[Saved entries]
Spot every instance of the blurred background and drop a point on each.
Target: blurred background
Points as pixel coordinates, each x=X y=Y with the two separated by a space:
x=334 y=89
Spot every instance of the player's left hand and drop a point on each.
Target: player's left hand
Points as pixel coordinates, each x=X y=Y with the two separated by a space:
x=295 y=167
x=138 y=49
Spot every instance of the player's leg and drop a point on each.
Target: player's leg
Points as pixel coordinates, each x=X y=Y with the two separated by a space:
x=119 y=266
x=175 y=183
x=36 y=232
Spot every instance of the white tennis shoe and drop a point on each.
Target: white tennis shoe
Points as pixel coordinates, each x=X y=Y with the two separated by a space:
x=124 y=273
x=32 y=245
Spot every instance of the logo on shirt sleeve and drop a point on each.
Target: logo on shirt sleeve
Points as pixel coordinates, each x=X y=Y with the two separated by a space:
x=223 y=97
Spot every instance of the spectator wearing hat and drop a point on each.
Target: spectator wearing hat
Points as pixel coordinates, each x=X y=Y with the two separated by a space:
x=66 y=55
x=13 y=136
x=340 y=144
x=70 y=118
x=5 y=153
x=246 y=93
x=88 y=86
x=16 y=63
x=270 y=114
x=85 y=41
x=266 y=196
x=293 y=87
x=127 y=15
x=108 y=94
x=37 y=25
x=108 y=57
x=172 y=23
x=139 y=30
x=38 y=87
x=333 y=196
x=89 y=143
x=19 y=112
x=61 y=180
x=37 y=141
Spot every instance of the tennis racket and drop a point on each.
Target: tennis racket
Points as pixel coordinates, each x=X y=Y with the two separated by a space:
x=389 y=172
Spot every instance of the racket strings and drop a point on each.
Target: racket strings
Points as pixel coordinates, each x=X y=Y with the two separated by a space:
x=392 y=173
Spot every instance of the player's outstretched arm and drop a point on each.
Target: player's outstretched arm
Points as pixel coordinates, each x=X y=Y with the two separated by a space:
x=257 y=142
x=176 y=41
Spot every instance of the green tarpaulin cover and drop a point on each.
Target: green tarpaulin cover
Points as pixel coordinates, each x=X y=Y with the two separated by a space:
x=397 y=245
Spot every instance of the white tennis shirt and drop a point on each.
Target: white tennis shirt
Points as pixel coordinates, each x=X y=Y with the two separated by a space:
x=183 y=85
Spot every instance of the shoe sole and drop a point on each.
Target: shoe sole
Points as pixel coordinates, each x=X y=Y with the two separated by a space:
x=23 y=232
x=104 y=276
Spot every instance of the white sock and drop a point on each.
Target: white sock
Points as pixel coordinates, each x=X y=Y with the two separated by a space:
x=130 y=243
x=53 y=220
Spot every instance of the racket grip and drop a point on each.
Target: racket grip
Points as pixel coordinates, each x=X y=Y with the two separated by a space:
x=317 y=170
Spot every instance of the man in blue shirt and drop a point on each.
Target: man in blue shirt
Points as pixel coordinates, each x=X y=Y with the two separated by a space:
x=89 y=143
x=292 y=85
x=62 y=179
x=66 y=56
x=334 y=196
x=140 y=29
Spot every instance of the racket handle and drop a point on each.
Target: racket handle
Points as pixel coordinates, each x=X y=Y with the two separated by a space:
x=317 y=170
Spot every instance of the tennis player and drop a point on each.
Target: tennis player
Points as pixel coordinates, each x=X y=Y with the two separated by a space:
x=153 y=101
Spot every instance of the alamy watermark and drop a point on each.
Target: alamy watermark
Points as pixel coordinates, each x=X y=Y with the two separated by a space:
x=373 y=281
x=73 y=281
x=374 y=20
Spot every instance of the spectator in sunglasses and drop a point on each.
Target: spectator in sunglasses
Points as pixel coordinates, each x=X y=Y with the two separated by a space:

# WHAT IS BEING ASKED:
What is needed is every line of the records above that contains the word "sole".

# ANSWER TO THE PROBLEM:
Spot every instance of the shoe sole and drop a point on each.
Target: shoe sole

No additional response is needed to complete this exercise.